India's Digital Trade Policy: Navigating Data Localisation vs Global Integration

India's conflicting impulses—to protect citizen data and to build a globally integrated digital economy—are defining the next chapter of tech trade

India's Digital Trade Policy: Navigating Data Localisation vs Global Integration
Illustration: Global trade and diplomacy · Photo via Unsplash
India's Digital Personal Data Protection Act, enacted in August 2023 after years of debate, represents a significant evolution in New Delhi's approach to data sovereignty. The Act creates a legal framework for personal data processing, establishes the Data Protection Board, and grants the government sweeping powers to restrict cross-border data flows to countries it designates as unsafe. In practice, this means multinational technology companies—from Google and Meta to Amazon and Microsoft—face the prospect of storing Indian users' data within India, at enormous infrastructure cost. Yet India simultaneously seeks to position itself as a global digital services hub and has fought hard in WTO negotiations against data localisation requirements that constrain Indian IT service exports. This contradiction—India wanting free data flows for its software services exports while asserting data sovereignty for domestic digital platforms—defines the fault line in India's digital trade policy and will shape negotiations with every trading partner that includes a digital trade chapter.

The DPDPA: What It Actually Requires

The Digital Personal Data Protection Act 2023 is notably less prescriptive about data localisation than its predecessor, the Personal Data Protection Bill 2019, which had been withdrawn after years of lobbying by technology companies. The DPDPA does not mandate that all personal data be stored in India—a requirement that would have imposed compliance costs estimated at $5-10 billion on multinational companies. Instead, it grants the government authority to notify 'countries or territories outside India' to which personal data transfer is permitted, a positive list approach that is more nuanced than an outright localisation mandate. Data processing entities must notify individuals of data collection purposes, respond to access and deletion requests, and report breaches within 72 hours. Penalties for violations reach ₹250 crore ($30 million) per incident, with aggregate penalties capped at ₹500 crore. Critical sectors—financial services, healthcare, and defence—may face additional sector-specific localisation requirements from their respective regulators, creating a complex patchwork of compliance obligations.

US Tech Companies and the Compliance Challenge

For Google, Meta, Amazon, and Microsoft—all with enormous India operations—the DPDPA creates a compliance investment imperative regardless of the final regulatory detail. Google has spent $1 billion building data centres in Mumbai and Pune, in part to demonstrate its commitment to India-based infrastructure. Amazon Web Services has invested $12.7 billion in its India cloud region. Meta has deployed local content moderation infrastructure. These investments partly reflect genuine business logic—latency advantages for local users—but are also insurance against data localisation requirements that could mandate Indian data residency for Indian users. The Indian government's relationship with Big Tech is complex: it relies on US platforms for digital public goods delivery (UPI payments run on Google Pay and PhonePe; government services use WhatsApp for citizen notifications), while simultaneously asserting regulatory sovereignty. The government's blocking orders for Twitter/X and its demands for compliance with IT Rules 2021 have created friction that threatens the 'trusted partner' narrative both sides prefer.

= What this exercise asks =
1/ List the critical sectors that the article on India's digital trade policy says may face additional sector-specific localization requirements from their regulators.
2/ Pick up the article on India's digital trade policy after its final sentence and write a continuation.
The data that follows is separate material and is not part of the article on India's digital trade policy.

= Dataset extract =
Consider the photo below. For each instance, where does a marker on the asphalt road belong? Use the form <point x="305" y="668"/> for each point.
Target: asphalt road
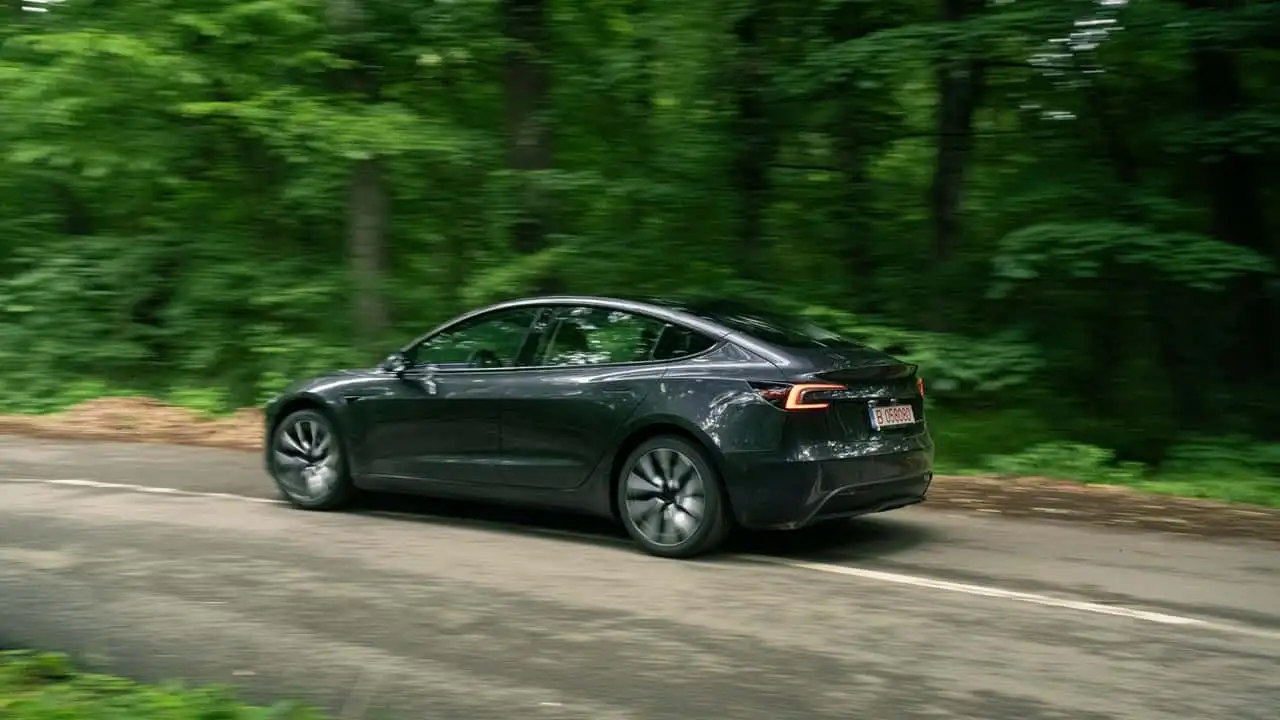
<point x="423" y="610"/>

= The results =
1/ Financial services, healthcare, and defence.

2/
India's IT Services Export Contradiction

The deepest contradiction in India's digital trade position involves its own IT services industry. India's $250 billion software and IT services exports depend fundamentally on unrestricted cross-border data flows. When a Bengaluru-based engineer processes payroll data for a German manufacturer, or when an Indian bank's back-office in Chennai handles a British retail bank's customer service—these activities require personal data to flow across borders without friction. India has historically championed free cross-border data flows in WTO digital trade negotiations precisely because data localisation requirements in the US or Europe would devastate its IT services competitiveness. India's position in WTO's Joint Statement Initiative on e-Commerce has been to oppose rules that would allow governments to mandate data localisation as a trade barrier. The DPDPA's positive list approach—where India reserves the right to designate 'safe' countries—is a mirror of exactly the data sovereignty posture India opposes when other countries adopt it.

FTA Digital Chapters and the Negotiating Tension

India's FTA negotiations now routinely include digital trade chapters, and the tension between India's desire for market access in services and its assertion of data sovereignty is creating complex negotiating dynamics. The India-UK FTA digital trade chapter is relatively thin: both sides agreed to principles of open internet, interoperability, and paperless trading, while deferring data flow and localisation provisions to a separate track. India has declined to include binding data flow commitments in any FTA, citing national security concerns. The India-EU Trade and Investment Agreement negotiations have stalled partly over data adequacy—the EU requires that countries receiving European personal data provide 'essentially equivalent' protection, and India's DPDPA framework does not yet meet that standard. This data adequacy gap could effectively block Indian IT firms from handling EU citizens' data post-agreement, a potentially devastating restriction on a $30 billion industry.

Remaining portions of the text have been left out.